EXERCISE PROMPT: Write out each entry once more so that it matches the original exactly.

MATERIAL SHOWN:
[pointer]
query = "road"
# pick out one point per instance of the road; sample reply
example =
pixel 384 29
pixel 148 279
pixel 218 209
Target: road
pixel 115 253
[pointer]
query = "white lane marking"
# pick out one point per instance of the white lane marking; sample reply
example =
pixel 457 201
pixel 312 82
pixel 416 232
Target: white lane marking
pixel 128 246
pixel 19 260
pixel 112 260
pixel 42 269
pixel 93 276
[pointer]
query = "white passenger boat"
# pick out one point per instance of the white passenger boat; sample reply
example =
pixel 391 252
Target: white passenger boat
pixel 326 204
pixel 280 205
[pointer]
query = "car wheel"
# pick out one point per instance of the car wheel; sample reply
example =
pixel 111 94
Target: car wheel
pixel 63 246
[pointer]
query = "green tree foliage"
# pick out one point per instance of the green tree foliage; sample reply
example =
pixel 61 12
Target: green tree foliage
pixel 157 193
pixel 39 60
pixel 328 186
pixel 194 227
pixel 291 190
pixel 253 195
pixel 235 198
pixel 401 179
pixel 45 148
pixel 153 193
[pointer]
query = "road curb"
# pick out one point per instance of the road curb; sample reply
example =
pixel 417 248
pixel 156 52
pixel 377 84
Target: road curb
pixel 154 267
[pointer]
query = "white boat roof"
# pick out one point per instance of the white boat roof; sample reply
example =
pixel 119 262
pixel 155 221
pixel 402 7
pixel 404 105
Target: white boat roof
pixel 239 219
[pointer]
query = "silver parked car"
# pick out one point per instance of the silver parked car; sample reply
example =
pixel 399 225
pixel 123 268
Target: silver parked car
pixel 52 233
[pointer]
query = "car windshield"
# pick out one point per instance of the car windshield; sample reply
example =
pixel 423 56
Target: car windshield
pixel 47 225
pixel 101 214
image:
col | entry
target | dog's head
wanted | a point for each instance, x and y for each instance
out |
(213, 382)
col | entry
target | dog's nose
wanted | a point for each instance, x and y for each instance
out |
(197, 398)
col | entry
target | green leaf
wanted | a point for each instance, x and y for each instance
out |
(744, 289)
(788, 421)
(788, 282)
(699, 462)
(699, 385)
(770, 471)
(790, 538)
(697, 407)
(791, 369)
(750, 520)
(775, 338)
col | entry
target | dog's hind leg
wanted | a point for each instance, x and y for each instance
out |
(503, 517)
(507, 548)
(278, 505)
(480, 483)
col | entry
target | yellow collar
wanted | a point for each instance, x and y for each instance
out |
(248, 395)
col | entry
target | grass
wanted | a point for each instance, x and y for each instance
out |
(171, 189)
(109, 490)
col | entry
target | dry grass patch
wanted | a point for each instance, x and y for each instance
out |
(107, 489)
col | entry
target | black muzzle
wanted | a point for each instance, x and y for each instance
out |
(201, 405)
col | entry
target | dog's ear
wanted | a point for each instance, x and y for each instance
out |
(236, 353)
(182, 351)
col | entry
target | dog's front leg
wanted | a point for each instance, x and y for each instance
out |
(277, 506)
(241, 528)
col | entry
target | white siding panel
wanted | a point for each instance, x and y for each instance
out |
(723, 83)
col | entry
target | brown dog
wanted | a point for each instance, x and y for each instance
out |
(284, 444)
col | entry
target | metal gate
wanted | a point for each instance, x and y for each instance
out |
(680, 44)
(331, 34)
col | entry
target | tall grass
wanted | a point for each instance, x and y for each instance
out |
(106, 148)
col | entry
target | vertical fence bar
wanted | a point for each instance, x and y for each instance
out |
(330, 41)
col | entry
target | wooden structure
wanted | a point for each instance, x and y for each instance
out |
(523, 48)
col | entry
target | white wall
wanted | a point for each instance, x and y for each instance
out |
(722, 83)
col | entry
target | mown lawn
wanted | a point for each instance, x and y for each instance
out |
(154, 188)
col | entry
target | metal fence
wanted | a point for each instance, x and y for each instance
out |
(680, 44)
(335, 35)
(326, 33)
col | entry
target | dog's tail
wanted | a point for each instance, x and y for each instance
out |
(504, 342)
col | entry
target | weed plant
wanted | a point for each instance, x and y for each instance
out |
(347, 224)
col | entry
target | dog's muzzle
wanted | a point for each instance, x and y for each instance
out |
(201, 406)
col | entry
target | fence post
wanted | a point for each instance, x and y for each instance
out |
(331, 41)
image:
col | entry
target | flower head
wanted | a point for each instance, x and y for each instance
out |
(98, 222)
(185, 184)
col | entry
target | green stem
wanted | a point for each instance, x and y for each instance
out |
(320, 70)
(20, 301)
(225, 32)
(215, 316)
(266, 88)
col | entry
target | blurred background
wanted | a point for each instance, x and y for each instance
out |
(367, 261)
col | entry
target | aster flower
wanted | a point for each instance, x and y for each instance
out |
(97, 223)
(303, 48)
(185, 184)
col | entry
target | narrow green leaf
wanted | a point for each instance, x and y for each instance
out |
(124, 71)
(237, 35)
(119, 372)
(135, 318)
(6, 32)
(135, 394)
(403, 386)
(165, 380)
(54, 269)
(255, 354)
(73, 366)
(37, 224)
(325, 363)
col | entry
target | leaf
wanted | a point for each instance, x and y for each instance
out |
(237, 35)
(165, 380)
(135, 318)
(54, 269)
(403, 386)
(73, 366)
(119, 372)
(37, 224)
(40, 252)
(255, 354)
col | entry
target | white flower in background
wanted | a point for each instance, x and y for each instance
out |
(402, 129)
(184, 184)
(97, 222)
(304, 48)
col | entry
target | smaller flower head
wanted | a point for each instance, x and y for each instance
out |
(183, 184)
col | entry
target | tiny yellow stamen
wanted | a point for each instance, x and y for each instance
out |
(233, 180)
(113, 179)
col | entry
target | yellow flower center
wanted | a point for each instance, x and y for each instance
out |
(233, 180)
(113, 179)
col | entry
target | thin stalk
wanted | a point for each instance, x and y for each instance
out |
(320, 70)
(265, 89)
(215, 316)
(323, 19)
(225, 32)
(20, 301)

WRITTEN REPLY:
[pointer]
query = "road"
# pick out one point per instance of the road; sample reply
example =
pixel 384 29
pixel 148 279
pixel 218 209
Target: road
pixel 115 253
[pointer]
query = "white lane marking"
# pick out one point per instance of the white lane marking; sample reply
example =
pixel 457 201
pixel 312 82
pixel 416 232
Target: white lane marking
pixel 128 246
pixel 19 260
pixel 112 260
pixel 42 269
pixel 93 276
[pointer]
query = "white passenger boat"
# pick out one point per instance of the white passenger boat; sample reply
example =
pixel 391 252
Target: white passenger boat
pixel 326 204
pixel 280 205
[pointer]
query = "car wheel"
# pick out one point per instance of the car wheel; sample reply
example =
pixel 111 94
Target: car wheel
pixel 63 246
[pointer]
query = "green tree foliage"
# pick out one point per instance of the green tree foliage; sample reply
example =
pixel 61 12
Target: green tree foliage
pixel 157 193
pixel 39 60
pixel 328 186
pixel 194 227
pixel 291 190
pixel 253 195
pixel 235 198
pixel 401 179
pixel 45 148
pixel 153 193
[pointer]
query = "road curb"
# pick out one point per instance of the road curb; sample reply
example =
pixel 417 248
pixel 156 52
pixel 377 84
Target: road curb
pixel 154 267
[pointer]
query = "white boat roof"
# pick out one point per instance of the white boat roof; sample reply
example =
pixel 119 262
pixel 155 221
pixel 402 7
pixel 404 105
Target: white boat roof
pixel 239 219
[pointer]
query = "silver parked car"
# pick out one point per instance of the silver parked car; sample reply
example =
pixel 399 225
pixel 123 268
Target: silver parked car
pixel 52 233
[pointer]
query = "car windshield"
# pick out one point per instance of the car windshield; sample reply
example =
pixel 423 56
Target: car windshield
pixel 47 225
pixel 101 214
image:
col | entry
target | dog's head
wanted | a point for each instance, x and y for each instance
out |
(213, 382)
col | entry
target | dog's nose
wanted | a point for each instance, x and y for each instance
out |
(197, 398)
col | entry
target | green leaf
wanted | a point for each instance, x and y for each instance
out |
(744, 289)
(788, 421)
(788, 282)
(699, 462)
(699, 385)
(770, 471)
(790, 538)
(697, 407)
(791, 369)
(750, 520)
(775, 338)
col | entry
target | dog's hind leg
wanted | a point for each instance, x and y for each instance
out |
(503, 517)
(507, 548)
(278, 505)
(480, 483)
col | entry
target | yellow collar
wanted | a point for each instance, x and y for each instance
out |
(248, 395)
col | entry
target | grass
wanted | a point for each instance, x and y for each instance
out |
(171, 189)
(109, 490)
col | entry
target | dry grass patch
wanted | a point for each instance, x and y for each instance
out |
(107, 489)
col | entry
target | black muzzle
wanted | a point for each instance, x and y for each instance
out |
(201, 405)
col | entry
target | dog's ear
wanted | a point for each instance, x and y for each instance
out |
(236, 353)
(182, 351)
col | entry
target | dog's front leg
wanted | a point for each instance, x and y for each instance
out |
(277, 506)
(241, 528)
col | entry
target | white siding panel
wanted | a point for each instance, x and y for each instance
out |
(723, 83)
col | entry
target | brown dog
wanted | a point for each instance, x and y for each instance
out |
(284, 444)
col | entry
target | metal gate
wanted | a point for each instance, x and y for each instance
out |
(680, 44)
(331, 34)
col | entry
target | tall grass
wanted | a point for each instance, x and y for each instance
out |
(106, 148)
col | entry
target | vertical fence bar
wanted | a point for each instance, x and y for each instance
out |
(330, 41)
col | entry
target | wooden structure
wanted | a point for each instance, x and y for each instance
out |
(523, 48)
col | entry
target | white wall
wanted | a point for each instance, x and y for each instance
out |
(722, 83)
col | entry
target | mown lawn
wanted | a point for each instance, x and y for each instance
out |
(154, 188)
col | entry
target | metal fence
wanted | a point for each instance, x and y for each instance
out |
(680, 44)
(335, 35)
(326, 33)
col | entry
target | dog's tail
wanted | a point for each instance, x and y for each instance
out |
(504, 342)
col | entry
target | weed plant
wanted | a point for each instance, x and y for each instance
out |
(347, 224)
col | entry
target | dog's muzzle
wanted | a point for each instance, x and y for each instance
out |
(201, 406)
col | entry
target | fence post
wanted | a point for each instance, x and y for each instance
out |
(331, 41)
image:
col | entry
target | flower head
wanted | a point for each instance, x and y for each instance
out |
(98, 222)
(185, 184)
col | entry
target | green stem
wanted | a point for each instance, x and y for each instance
out |
(320, 70)
(20, 301)
(225, 32)
(215, 316)
(266, 88)
col | entry
target | blurred background
wanted | a point for each instance, x and y for each instance
out |
(367, 261)
col | entry
target | aster flower
wanted | a point for each instance, x and y for each instance
out |
(97, 223)
(303, 48)
(185, 184)
col | entry
target | narrow green leaf
wanted | a point for each instance, x and y for each instance
out |
(124, 71)
(237, 35)
(119, 372)
(135, 318)
(6, 32)
(135, 394)
(403, 386)
(165, 380)
(54, 269)
(255, 354)
(73, 366)
(37, 224)
(325, 363)
col | entry
target | leaf
wanted | a point for each instance, x and y for each instance
out |
(237, 35)
(165, 380)
(135, 318)
(54, 269)
(403, 386)
(73, 366)
(119, 372)
(37, 224)
(40, 252)
(255, 354)
col | entry
target | white flower in background
wanted | a point for each instance, x and y for each instance
out |
(402, 129)
(184, 184)
(97, 222)
(304, 48)
col | entry
target | smaller flower head
wanted | a point for each instance, x and y for each instance
out |
(183, 184)
col | entry
target | tiny yellow stamen
wanted | a point for each instance, x and y for each instance
out |
(233, 180)
(113, 179)
col | entry
target | yellow flower center
wanted | a point for each instance, x and y for each instance
out |
(233, 180)
(113, 179)
col | entry
target | thin stalk
wanted | a point for each instance, x and y for each instance
out |
(320, 70)
(265, 89)
(215, 316)
(323, 19)
(225, 32)
(20, 301)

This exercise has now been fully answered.